(Extracted data entries)

__________

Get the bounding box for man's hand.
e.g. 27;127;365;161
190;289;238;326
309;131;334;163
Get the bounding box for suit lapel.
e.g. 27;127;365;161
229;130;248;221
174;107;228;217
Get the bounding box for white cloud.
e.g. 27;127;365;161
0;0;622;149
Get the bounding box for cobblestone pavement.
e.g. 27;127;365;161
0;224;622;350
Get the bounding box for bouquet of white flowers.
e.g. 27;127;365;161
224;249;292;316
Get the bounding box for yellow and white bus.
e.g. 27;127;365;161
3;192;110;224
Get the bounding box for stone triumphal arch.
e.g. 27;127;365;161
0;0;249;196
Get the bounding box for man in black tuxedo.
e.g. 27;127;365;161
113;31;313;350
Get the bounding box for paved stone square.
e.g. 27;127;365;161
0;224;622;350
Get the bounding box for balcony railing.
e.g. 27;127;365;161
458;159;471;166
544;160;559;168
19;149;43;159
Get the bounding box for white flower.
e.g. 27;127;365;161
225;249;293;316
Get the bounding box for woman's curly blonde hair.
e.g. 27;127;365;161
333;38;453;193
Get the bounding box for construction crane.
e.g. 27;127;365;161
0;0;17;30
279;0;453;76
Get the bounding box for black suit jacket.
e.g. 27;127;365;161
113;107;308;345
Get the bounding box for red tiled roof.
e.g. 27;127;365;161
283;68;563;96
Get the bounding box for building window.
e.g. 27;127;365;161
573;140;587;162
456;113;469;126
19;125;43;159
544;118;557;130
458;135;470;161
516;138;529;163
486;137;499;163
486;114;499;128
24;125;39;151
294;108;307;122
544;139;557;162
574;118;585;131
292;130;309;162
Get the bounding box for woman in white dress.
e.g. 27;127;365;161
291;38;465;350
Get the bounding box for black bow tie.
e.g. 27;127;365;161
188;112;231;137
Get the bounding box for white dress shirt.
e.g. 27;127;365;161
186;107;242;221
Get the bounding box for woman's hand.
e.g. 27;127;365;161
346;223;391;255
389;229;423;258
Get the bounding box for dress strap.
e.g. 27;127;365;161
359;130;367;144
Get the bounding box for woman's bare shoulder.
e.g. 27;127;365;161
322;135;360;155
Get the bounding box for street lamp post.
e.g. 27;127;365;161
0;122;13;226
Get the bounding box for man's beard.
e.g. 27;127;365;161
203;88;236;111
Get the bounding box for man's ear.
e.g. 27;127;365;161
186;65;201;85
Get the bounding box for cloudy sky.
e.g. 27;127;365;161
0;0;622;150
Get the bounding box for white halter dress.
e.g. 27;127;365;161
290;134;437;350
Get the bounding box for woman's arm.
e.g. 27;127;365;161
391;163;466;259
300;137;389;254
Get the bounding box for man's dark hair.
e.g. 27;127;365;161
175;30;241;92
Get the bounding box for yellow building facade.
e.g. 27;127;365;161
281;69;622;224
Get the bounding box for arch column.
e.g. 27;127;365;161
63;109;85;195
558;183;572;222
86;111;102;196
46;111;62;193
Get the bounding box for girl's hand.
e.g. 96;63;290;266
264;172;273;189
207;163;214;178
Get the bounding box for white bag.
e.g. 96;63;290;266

__________

* _TASK TO COMPLETE_
Output all of the data above without any alteration.

* _REPLY TO THE EXERCISE_
Get the bounding box for man's hand.
e.g. 27;127;365;161
190;289;238;326
309;131;334;163
Get the bounding box for suit lapel.
e.g. 27;127;365;161
229;130;248;221
174;107;228;217
Get the bounding box for white cloud.
e.g. 27;127;365;161
0;0;622;149
Get the bounding box for cobblestone pavement.
e.g. 27;127;365;161
0;224;622;350
Get the bounding box for bouquet of white flowers.
e.g. 27;127;365;161
224;249;292;316
Get the bounding box for yellow and white bus.
e.g. 27;127;365;161
3;192;110;224
Get the bounding box for stone triumphal arch.
e.g. 27;127;365;161
0;0;249;196
Get the bounding box for man in black tuxedo.
e.g. 27;127;365;161
113;31;313;350
Get the bounding box for paved stone square.
e.g. 27;127;365;161
0;224;622;350
Get the bounding box for balcony railing.
e.g. 27;127;365;161
458;159;471;166
544;160;559;168
19;149;43;159
Get the bounding box for white flower.
e.g. 27;127;365;161
225;249;293;316
Get the bounding box for woman's curly blonde hair.
e.g. 27;127;365;161
333;38;453;193
Get the bounding box for construction crane.
e.g. 27;127;365;161
0;0;17;30
279;0;453;76
Get the bounding box for black suit jacket.
e.g. 27;127;365;161
113;107;308;345
Get the bounding box for red tiled roof.
e.g. 27;127;365;161
283;68;563;96
Get the bounding box for building window.
e.g. 27;127;365;161
573;140;587;162
456;113;469;126
19;125;43;159
544;118;557;130
458;135;470;161
516;138;529;163
486;137;499;163
486;114;499;128
24;125;39;151
294;108;307;122
544;139;557;162
574;118;585;131
292;130;309;162
Get the bounding box for woman in white dress.
e.g. 27;127;365;161
291;38;465;350
Get the bounding box for black bow tie.
e.g. 27;127;365;161
188;112;231;137
Get the bounding box for white dress shirt.
e.g. 27;127;365;161
186;107;242;221
Get the bounding box for woman's hand.
e.g. 27;127;365;161
346;223;391;255
389;229;423;258
Get the bounding box for dress strap.
e.g. 27;127;365;161
359;130;367;144
Get the bounding box for woman's bare shoulder.
e.g. 27;127;365;161
322;135;360;155
Get the bounding box for street lamp post.
e.g. 27;127;365;161
0;122;13;226
Get the bounding box for man's beard.
e.g. 27;127;365;161
203;88;236;111
Get the bounding box for man's ear.
e.g. 27;127;365;161
186;65;201;85
Get the bounding box for cloudy sky.
e.g. 27;127;365;161
0;0;622;150
Get the bounding box for white halter dress.
e.g. 27;127;365;161
290;134;437;350
Get the bounding box for woman's arm.
e.g. 27;127;365;161
391;163;466;259
300;137;389;254
Get the bounding box for man's dark hair.
e.g. 27;127;365;161
175;30;241;92
Get the bounding box for yellow building facade.
e.g. 27;127;365;161
281;69;622;224
Get the bounding box for arch column.
e.g. 27;127;365;161
63;109;85;195
558;183;572;222
86;111;102;196
46;111;62;193
Get the bounding box for girl's hand.
e.g. 96;63;290;266
264;172;273;189
207;163;214;178
Get the bounding box for white bag.
e.g. 96;63;290;266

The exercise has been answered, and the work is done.